### Task prompt
Please count the lines in the records below that contain the string "ledge", matching case exactly, and give only that number.

### Supplied information
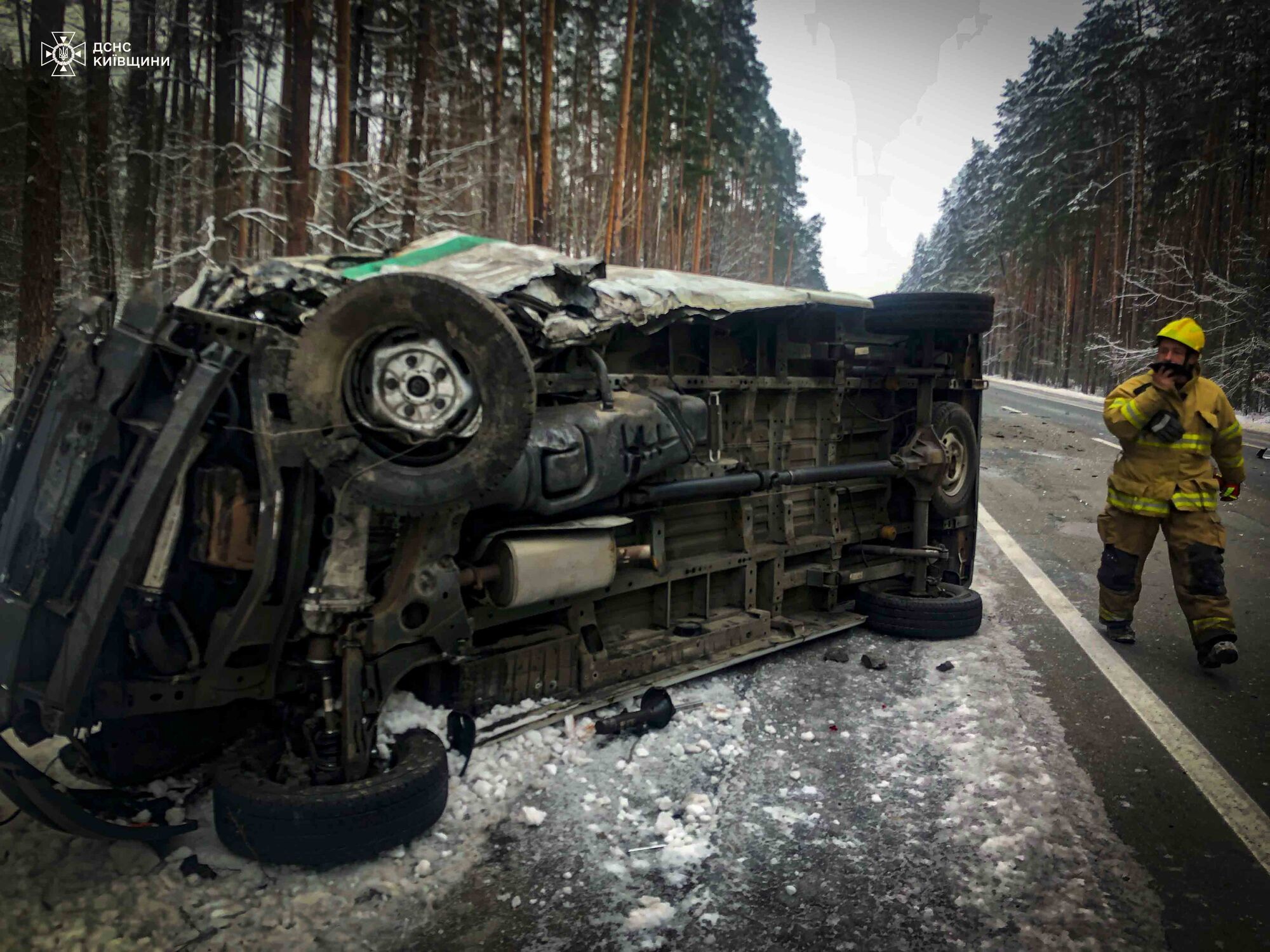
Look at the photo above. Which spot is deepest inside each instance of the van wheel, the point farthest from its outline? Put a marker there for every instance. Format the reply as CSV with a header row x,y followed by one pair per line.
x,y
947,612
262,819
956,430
--
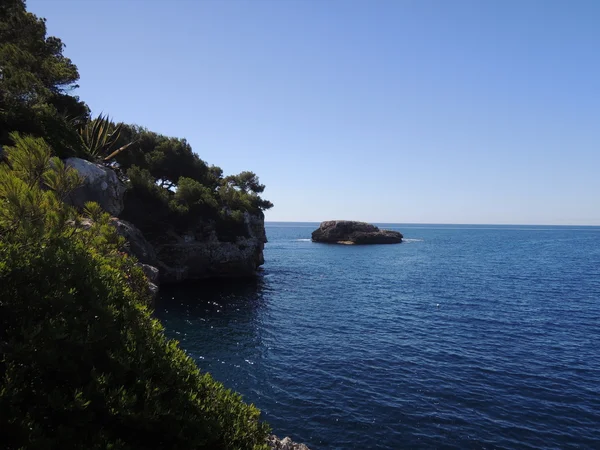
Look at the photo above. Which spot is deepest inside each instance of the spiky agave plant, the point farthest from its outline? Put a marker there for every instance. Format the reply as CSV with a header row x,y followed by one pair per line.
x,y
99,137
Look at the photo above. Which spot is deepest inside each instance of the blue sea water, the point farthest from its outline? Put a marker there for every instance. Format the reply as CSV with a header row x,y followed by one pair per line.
--
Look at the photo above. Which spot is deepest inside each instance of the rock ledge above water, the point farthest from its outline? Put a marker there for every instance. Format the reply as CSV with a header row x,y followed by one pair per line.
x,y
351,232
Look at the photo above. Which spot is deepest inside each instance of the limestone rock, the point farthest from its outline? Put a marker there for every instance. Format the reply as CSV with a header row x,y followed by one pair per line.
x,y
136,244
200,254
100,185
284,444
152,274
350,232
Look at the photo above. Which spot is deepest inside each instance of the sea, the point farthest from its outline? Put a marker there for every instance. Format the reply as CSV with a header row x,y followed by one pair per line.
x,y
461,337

### Task answer
1